Copy exactly, and only, the lines from the line containing "Could you point out the pink" through the last line of the records below, both included.

◆ Location labeling records ◆
----------
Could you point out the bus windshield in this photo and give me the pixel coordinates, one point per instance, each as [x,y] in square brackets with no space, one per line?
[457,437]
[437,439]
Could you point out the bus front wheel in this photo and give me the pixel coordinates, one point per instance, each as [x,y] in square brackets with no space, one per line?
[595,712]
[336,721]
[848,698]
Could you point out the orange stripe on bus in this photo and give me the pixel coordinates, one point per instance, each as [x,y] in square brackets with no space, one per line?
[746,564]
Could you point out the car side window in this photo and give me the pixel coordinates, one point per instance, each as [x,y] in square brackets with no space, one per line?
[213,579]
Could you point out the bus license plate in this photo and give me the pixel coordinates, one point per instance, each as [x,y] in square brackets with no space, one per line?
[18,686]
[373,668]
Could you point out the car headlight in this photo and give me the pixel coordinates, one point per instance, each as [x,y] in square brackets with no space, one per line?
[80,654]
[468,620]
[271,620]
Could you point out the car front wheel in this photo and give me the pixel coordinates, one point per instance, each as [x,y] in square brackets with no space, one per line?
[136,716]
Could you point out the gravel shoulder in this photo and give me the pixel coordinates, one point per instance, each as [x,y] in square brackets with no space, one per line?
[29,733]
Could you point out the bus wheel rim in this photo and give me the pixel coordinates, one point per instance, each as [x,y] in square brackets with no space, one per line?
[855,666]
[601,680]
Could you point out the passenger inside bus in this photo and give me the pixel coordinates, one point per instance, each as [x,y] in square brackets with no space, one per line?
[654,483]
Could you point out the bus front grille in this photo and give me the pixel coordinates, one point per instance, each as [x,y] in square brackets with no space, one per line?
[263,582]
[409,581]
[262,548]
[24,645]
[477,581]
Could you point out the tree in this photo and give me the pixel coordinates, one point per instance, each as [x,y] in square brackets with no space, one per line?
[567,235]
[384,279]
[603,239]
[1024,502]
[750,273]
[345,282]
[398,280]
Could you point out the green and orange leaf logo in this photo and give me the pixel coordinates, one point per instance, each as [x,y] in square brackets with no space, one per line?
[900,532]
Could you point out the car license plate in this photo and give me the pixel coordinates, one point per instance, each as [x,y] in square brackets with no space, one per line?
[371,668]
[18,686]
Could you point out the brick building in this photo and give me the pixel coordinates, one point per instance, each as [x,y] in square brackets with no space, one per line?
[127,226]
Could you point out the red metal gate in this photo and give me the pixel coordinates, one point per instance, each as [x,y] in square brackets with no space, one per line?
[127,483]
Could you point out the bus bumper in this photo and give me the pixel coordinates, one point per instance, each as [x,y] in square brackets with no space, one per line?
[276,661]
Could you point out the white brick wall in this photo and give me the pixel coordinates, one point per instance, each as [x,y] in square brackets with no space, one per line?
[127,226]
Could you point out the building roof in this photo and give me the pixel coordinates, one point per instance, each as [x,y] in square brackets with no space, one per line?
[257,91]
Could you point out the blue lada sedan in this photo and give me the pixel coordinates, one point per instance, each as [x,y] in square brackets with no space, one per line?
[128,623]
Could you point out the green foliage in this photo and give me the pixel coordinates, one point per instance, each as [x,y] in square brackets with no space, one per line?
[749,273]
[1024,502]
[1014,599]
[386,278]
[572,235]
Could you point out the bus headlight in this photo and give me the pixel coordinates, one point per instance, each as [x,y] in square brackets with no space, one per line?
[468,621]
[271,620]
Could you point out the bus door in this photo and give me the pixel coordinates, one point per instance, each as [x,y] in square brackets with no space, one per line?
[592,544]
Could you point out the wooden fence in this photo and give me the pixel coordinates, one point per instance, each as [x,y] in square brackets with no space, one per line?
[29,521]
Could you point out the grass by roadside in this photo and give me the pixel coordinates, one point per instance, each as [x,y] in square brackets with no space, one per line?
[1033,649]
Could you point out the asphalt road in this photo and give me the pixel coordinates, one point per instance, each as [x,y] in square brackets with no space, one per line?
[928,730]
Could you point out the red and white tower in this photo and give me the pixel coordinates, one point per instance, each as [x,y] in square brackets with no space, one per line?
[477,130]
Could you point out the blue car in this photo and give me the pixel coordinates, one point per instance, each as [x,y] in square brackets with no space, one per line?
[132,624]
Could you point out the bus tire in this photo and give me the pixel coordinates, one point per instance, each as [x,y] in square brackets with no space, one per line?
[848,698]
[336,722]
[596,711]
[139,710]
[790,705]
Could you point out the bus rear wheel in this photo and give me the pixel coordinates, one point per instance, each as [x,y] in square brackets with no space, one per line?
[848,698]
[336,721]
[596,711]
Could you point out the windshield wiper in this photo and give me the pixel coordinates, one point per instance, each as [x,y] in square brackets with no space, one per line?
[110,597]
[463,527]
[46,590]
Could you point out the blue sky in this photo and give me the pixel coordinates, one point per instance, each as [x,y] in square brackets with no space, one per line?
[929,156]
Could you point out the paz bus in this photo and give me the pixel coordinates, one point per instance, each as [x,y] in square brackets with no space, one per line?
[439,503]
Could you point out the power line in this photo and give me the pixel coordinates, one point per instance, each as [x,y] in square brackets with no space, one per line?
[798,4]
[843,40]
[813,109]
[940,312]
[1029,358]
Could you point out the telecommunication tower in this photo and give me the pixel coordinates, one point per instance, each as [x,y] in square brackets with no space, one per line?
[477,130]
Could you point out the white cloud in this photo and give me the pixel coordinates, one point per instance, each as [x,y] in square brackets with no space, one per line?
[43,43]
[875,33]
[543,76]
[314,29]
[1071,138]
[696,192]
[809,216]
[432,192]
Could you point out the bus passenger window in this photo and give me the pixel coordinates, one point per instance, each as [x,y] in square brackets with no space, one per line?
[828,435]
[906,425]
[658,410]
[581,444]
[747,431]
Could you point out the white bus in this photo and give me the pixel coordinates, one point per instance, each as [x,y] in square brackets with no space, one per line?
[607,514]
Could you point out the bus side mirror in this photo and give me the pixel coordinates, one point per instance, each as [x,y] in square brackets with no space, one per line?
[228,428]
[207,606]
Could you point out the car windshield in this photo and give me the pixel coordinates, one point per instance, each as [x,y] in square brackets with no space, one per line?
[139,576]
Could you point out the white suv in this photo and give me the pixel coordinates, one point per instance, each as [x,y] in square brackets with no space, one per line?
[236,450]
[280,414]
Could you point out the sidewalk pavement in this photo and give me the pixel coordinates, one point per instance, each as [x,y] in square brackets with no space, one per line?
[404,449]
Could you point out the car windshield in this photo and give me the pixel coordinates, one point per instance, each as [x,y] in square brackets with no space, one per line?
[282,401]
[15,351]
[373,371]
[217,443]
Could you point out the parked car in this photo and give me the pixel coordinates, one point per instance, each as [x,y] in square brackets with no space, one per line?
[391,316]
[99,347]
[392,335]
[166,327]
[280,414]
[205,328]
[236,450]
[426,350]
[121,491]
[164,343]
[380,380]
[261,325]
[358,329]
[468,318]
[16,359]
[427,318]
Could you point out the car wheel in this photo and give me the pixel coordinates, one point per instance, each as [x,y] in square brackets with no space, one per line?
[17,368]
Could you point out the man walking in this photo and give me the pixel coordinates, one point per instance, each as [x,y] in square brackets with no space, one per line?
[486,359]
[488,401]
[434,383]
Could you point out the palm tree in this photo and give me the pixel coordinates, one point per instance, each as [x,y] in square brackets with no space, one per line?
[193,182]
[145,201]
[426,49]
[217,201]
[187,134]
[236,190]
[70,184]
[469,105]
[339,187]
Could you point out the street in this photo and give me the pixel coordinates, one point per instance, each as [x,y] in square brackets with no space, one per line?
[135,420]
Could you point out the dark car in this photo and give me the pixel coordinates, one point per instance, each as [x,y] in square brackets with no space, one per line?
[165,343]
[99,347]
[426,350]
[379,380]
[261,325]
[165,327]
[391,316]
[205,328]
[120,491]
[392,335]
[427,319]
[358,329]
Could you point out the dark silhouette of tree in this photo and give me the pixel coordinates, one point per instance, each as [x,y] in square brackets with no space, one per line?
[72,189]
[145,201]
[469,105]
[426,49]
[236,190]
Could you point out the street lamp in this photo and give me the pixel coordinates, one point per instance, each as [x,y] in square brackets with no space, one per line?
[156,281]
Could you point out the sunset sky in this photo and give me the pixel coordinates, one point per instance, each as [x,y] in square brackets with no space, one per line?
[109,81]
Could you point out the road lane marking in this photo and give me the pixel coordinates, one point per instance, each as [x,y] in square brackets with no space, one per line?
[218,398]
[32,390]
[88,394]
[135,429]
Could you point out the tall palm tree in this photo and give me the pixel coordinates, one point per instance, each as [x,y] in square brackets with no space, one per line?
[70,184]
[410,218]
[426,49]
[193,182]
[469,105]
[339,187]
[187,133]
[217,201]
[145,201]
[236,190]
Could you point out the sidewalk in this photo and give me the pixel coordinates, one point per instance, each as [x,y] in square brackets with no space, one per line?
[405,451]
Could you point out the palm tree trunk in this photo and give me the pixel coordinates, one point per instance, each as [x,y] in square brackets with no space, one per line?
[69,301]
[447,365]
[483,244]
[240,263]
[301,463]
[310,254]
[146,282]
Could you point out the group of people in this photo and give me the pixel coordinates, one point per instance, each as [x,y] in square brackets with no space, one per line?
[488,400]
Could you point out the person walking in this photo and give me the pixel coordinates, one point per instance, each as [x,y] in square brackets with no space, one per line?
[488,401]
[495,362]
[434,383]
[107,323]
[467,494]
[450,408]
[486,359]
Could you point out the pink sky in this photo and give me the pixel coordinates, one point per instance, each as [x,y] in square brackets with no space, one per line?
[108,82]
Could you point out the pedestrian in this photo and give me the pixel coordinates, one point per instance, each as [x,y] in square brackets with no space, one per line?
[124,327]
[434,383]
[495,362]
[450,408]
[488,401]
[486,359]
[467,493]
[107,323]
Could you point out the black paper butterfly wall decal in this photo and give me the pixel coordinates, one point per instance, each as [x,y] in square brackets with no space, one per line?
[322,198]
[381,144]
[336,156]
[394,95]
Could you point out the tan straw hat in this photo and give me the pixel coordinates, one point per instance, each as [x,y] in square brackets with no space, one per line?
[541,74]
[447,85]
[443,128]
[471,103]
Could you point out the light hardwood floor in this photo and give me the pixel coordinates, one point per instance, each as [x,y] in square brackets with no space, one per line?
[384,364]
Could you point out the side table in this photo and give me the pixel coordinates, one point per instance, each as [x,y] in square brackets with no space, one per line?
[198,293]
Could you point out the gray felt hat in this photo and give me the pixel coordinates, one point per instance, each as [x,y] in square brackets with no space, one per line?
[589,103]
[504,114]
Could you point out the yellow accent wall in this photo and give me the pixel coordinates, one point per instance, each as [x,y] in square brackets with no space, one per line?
----------
◆ Problem solution ◆
Could you point out the pink sky in this photo and give me the pixel coordinates, one point per instance, each as [x,y] in square brackets with no space, one per line?
[108,82]
Could you point out the pedestrian in this photo and give me the pixel coordinates, one point per instance, each as [x,y] in square brackets with no space, one per line?
[124,327]
[434,383]
[495,362]
[450,408]
[488,401]
[486,359]
[467,493]
[107,323]
Could you point out the black paper butterfly wall decal in this photo and give me the pixel coordinates, one point per instance, each as [x,y] in square brackets with no space, one per line?
[322,198]
[381,144]
[336,156]
[394,95]
Could you point out the tan straw hat in this photo and give me the pixel coordinates, one point per instance, each as [x,y] in square brackets with no space, one per line?
[541,74]
[447,85]
[443,128]
[471,103]
Could you point out the light hardwood floor in this photo and give me the pixel coordinates, one point per instance, each as [x,y] in square brackets with no space, one per line?
[384,364]
Could you point out the side table in this photo and give me the pixel coordinates, one point per instance, each as [x,y] in square brackets with no space, one per line?
[198,293]
Could you point out the gray felt hat in this photo and give me the pixel coordinates, one point per instance, each as [x,y] in square brackets with no space, one per line?
[589,103]
[504,114]
Could you point out the yellow accent wall in this photo and give me the pixel coordinates, one point per instance, each as [x,y] in square brackets with no space, one per line?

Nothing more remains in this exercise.